Recorded data:

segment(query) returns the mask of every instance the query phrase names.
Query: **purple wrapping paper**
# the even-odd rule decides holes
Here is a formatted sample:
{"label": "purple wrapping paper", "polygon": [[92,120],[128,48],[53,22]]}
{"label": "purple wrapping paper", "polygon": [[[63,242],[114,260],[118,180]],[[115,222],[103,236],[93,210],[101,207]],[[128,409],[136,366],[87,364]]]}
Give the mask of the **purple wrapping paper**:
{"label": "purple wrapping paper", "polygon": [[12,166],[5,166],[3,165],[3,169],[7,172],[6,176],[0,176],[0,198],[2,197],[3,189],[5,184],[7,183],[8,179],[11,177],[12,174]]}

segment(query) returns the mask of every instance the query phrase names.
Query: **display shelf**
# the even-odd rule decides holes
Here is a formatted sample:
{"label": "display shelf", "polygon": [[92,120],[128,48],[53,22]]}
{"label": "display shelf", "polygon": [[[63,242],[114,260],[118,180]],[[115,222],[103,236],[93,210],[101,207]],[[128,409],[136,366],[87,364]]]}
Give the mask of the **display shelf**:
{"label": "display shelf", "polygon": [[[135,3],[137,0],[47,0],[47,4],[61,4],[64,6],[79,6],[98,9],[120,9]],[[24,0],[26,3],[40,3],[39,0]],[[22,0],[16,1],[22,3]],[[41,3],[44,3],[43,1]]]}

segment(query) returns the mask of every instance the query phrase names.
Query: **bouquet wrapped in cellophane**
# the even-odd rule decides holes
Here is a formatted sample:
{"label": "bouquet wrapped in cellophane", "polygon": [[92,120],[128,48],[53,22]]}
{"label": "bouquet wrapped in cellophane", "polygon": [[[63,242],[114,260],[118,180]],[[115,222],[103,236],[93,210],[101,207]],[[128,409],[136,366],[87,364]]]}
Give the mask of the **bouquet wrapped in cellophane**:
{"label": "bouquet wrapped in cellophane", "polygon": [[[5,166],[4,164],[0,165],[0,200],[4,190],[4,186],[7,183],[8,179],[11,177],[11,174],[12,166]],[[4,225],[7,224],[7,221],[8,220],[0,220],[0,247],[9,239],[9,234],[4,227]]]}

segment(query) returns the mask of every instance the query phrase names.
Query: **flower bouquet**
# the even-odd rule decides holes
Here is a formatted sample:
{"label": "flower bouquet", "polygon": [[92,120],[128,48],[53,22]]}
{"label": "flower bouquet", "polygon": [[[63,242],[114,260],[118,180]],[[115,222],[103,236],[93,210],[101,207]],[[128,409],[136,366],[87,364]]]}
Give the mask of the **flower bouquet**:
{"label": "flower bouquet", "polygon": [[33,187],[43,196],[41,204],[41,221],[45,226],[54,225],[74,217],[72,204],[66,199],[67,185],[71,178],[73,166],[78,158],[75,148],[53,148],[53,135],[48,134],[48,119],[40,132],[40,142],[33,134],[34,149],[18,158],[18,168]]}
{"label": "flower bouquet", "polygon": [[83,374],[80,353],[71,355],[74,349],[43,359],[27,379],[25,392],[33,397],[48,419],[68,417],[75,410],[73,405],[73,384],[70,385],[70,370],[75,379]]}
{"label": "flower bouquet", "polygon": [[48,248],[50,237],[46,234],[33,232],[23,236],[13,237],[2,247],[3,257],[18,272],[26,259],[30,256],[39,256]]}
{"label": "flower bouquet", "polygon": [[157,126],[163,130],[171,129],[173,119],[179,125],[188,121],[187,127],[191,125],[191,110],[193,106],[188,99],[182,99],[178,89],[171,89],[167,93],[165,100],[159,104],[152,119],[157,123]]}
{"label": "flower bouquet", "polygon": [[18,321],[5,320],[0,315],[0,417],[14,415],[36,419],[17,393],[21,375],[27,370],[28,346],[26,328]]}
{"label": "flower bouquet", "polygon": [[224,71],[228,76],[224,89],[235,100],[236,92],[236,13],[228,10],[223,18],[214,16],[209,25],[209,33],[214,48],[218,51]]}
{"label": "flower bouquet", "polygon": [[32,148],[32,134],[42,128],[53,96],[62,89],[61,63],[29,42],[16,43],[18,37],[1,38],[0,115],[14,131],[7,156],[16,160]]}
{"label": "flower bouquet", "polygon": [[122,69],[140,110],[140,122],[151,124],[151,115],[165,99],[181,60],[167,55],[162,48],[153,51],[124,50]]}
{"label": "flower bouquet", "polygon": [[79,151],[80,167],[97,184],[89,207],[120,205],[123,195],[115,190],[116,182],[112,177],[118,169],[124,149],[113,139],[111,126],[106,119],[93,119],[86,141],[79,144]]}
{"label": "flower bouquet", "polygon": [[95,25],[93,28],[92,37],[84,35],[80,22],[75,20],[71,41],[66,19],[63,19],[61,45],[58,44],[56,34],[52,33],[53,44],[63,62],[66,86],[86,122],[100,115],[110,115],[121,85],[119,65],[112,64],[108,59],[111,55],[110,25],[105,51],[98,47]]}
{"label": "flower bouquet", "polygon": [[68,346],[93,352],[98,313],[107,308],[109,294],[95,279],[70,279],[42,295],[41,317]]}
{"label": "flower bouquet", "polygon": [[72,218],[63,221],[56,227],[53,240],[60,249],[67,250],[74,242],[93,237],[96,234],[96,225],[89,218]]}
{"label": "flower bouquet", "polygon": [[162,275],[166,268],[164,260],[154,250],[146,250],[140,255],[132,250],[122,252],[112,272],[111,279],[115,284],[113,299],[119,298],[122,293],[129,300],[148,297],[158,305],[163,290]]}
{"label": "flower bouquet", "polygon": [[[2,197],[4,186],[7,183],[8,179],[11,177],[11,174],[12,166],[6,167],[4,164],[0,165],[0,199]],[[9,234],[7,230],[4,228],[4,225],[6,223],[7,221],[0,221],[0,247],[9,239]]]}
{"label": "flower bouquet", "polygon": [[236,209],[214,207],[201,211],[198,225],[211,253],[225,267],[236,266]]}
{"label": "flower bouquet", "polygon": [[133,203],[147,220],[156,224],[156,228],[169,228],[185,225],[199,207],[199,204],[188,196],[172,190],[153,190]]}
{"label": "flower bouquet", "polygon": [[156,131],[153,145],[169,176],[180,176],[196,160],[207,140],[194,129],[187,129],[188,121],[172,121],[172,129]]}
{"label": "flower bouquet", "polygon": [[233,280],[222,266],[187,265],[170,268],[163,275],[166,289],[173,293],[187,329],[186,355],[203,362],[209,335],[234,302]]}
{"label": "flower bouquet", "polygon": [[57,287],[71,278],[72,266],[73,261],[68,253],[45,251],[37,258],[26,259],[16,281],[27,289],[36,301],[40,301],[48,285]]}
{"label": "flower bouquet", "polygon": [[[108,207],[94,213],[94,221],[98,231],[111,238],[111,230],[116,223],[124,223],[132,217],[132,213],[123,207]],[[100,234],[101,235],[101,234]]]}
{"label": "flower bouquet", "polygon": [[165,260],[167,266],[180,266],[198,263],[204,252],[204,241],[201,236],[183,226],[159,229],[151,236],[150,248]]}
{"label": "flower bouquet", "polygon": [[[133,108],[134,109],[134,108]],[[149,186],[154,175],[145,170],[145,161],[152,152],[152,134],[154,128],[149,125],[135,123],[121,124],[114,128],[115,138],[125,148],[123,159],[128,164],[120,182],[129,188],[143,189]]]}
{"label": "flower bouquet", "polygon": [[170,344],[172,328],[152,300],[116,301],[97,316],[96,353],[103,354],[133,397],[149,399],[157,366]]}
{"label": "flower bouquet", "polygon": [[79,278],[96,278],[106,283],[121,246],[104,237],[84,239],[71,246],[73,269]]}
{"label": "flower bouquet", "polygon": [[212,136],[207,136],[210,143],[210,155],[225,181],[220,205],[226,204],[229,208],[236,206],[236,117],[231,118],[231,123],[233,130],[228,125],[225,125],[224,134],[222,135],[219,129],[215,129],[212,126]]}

ACTIVITY: Your job here is to copy the entries above exactly.

EXERCISE RESULT:
segment(query) returns the mask of every instance the query phrase names.
Query: **purple wrapping paper**
# the even-odd rule decides holes
Here is a formatted sample:
{"label": "purple wrapping paper", "polygon": [[92,120],[128,48],[53,22]]}
{"label": "purple wrapping paper", "polygon": [[[63,242],[114,260],[118,180]],[[115,222],[103,236],[93,210],[101,207]],[[128,409],[136,366],[87,364]]]}
Give the mask of the **purple wrapping paper**:
{"label": "purple wrapping paper", "polygon": [[12,166],[5,166],[3,165],[3,169],[7,172],[6,176],[0,176],[0,198],[2,197],[3,189],[5,184],[7,183],[8,179],[11,177],[12,174]]}

segment(query) returns the mask of every instance the query phrase names.
Query: **display shelf**
# the even-odd rule decides holes
Here is a formatted sample:
{"label": "display shelf", "polygon": [[92,120],[128,48],[53,22]]}
{"label": "display shelf", "polygon": [[[63,242],[114,260],[118,180]],[[115,222],[103,236],[93,210],[101,207]],[[128,409],[136,366],[87,364]]]}
Give the mask of the **display shelf**:
{"label": "display shelf", "polygon": [[[135,3],[137,0],[47,0],[47,4],[61,4],[64,6],[79,6],[98,9],[120,9]],[[24,0],[26,3],[40,3],[39,0]],[[22,0],[16,1],[22,3]],[[41,3],[44,3],[43,1]]]}

segment(query) returns the mask of every instance the query phrase names.
Query: **bouquet wrapped in cellophane**
# the even-odd rule decides holes
Here is a formatted sample:
{"label": "bouquet wrapped in cellophane", "polygon": [[92,120],[128,48],[53,22]]}
{"label": "bouquet wrapped in cellophane", "polygon": [[[63,242],[114,260],[118,180]],[[115,222],[103,236],[93,210],[101,207]],[[128,409],[136,366],[87,364]]]}
Give the mask of the **bouquet wrapped in cellophane**:
{"label": "bouquet wrapped in cellophane", "polygon": [[[5,166],[4,164],[0,165],[0,200],[4,190],[4,186],[7,183],[8,179],[11,177],[11,174],[12,166]],[[4,225],[7,224],[7,221],[8,220],[0,220],[0,247],[9,239],[9,234],[4,227]]]}

segment(query) returns the mask of every instance the query phrase names.
Query: **flower bouquet**
# the even-odd rule decides holes
Here is a formatted sample:
{"label": "flower bouquet", "polygon": [[92,120],[128,48],[53,22]]}
{"label": "flower bouquet", "polygon": [[[63,242],[114,260],[118,180]],[[115,222],[103,236],[93,210],[101,207]],[[128,409],[136,366],[87,364]]]}
Give the mask of the **flower bouquet**:
{"label": "flower bouquet", "polygon": [[33,187],[43,196],[41,204],[41,221],[45,226],[54,225],[74,217],[72,204],[66,199],[67,185],[71,178],[73,166],[78,158],[75,148],[53,148],[53,135],[48,134],[48,119],[40,132],[40,142],[33,134],[34,149],[18,158],[18,168]]}
{"label": "flower bouquet", "polygon": [[83,374],[80,353],[71,355],[74,349],[43,359],[27,379],[25,392],[33,397],[48,419],[68,417],[75,410],[73,405],[73,384],[70,385],[70,370],[75,379]]}
{"label": "flower bouquet", "polygon": [[48,248],[50,237],[46,234],[33,232],[23,236],[13,237],[2,247],[3,257],[18,272],[26,259],[30,256],[39,256]]}
{"label": "flower bouquet", "polygon": [[157,126],[163,130],[171,129],[173,119],[179,125],[188,121],[187,127],[191,125],[191,110],[193,106],[188,99],[182,99],[178,89],[171,89],[167,93],[165,100],[159,104],[152,119],[157,123]]}
{"label": "flower bouquet", "polygon": [[18,321],[5,320],[0,315],[0,417],[14,415],[36,419],[17,393],[21,375],[27,370],[28,346],[26,328]]}
{"label": "flower bouquet", "polygon": [[224,71],[228,76],[224,89],[235,100],[236,92],[236,13],[228,10],[223,18],[214,16],[209,25],[209,33],[214,48],[218,51]]}
{"label": "flower bouquet", "polygon": [[32,148],[32,134],[42,128],[53,96],[62,89],[61,63],[29,42],[16,43],[18,37],[1,38],[0,115],[14,131],[7,156],[16,160]]}
{"label": "flower bouquet", "polygon": [[122,69],[140,110],[140,122],[151,124],[151,115],[165,99],[181,60],[167,55],[162,48],[153,51],[124,50]]}
{"label": "flower bouquet", "polygon": [[79,151],[80,167],[97,184],[89,207],[120,205],[123,195],[115,190],[116,182],[112,177],[118,169],[124,149],[113,139],[111,126],[106,119],[93,119],[86,141],[79,144]]}
{"label": "flower bouquet", "polygon": [[95,25],[93,28],[92,37],[84,35],[80,22],[75,20],[71,41],[66,19],[63,19],[61,45],[58,44],[56,34],[52,33],[53,44],[63,62],[66,86],[86,122],[100,115],[110,115],[121,85],[119,65],[112,64],[108,59],[111,55],[110,25],[105,51],[98,47]]}
{"label": "flower bouquet", "polygon": [[68,346],[93,352],[98,313],[107,308],[109,294],[95,279],[70,279],[42,295],[41,317]]}
{"label": "flower bouquet", "polygon": [[72,218],[63,221],[56,227],[53,240],[60,249],[67,250],[74,242],[93,237],[96,234],[96,225],[89,218]]}
{"label": "flower bouquet", "polygon": [[162,275],[166,268],[164,260],[154,250],[146,250],[140,255],[132,250],[122,252],[112,272],[111,279],[115,284],[113,299],[119,298],[122,293],[129,300],[148,297],[158,305],[163,290]]}
{"label": "flower bouquet", "polygon": [[[2,197],[4,186],[7,183],[8,179],[11,177],[11,174],[12,166],[6,167],[4,164],[0,165],[0,199]],[[9,234],[7,230],[4,228],[4,225],[6,223],[7,221],[0,221],[0,247],[9,239]]]}
{"label": "flower bouquet", "polygon": [[236,209],[214,207],[201,211],[198,225],[211,253],[225,267],[236,266]]}
{"label": "flower bouquet", "polygon": [[133,203],[147,220],[156,224],[156,228],[169,228],[185,225],[199,207],[199,204],[188,196],[172,190],[153,190]]}
{"label": "flower bouquet", "polygon": [[156,131],[153,145],[169,176],[180,176],[196,160],[207,140],[194,129],[187,129],[188,121],[172,121],[172,129]]}
{"label": "flower bouquet", "polygon": [[233,280],[222,266],[187,265],[170,268],[163,275],[166,289],[173,293],[187,329],[186,355],[203,362],[209,335],[234,302]]}
{"label": "flower bouquet", "polygon": [[57,287],[71,278],[72,266],[73,261],[68,253],[45,251],[37,258],[26,259],[16,281],[27,289],[36,301],[40,301],[48,285]]}
{"label": "flower bouquet", "polygon": [[[108,207],[94,213],[94,221],[98,231],[111,238],[111,230],[116,223],[124,223],[132,217],[132,213],[123,207]],[[100,234],[101,235],[101,234]]]}
{"label": "flower bouquet", "polygon": [[165,260],[167,266],[180,266],[198,263],[204,252],[204,241],[201,236],[183,226],[159,229],[151,236],[150,248]]}
{"label": "flower bouquet", "polygon": [[[133,108],[134,109],[134,108]],[[149,186],[154,175],[145,170],[145,161],[152,152],[152,134],[154,128],[149,125],[135,123],[121,124],[114,128],[115,138],[125,148],[123,159],[128,164],[120,182],[129,188],[143,189]]]}
{"label": "flower bouquet", "polygon": [[170,344],[172,328],[152,300],[116,301],[97,316],[96,353],[103,354],[133,397],[149,399],[157,366]]}
{"label": "flower bouquet", "polygon": [[79,278],[96,278],[106,283],[121,246],[104,237],[84,239],[71,246],[73,269]]}
{"label": "flower bouquet", "polygon": [[212,136],[207,136],[210,143],[210,155],[225,181],[220,205],[226,204],[229,208],[236,206],[236,117],[231,118],[231,123],[233,130],[228,125],[225,125],[224,134],[222,135],[219,129],[215,129],[212,126]]}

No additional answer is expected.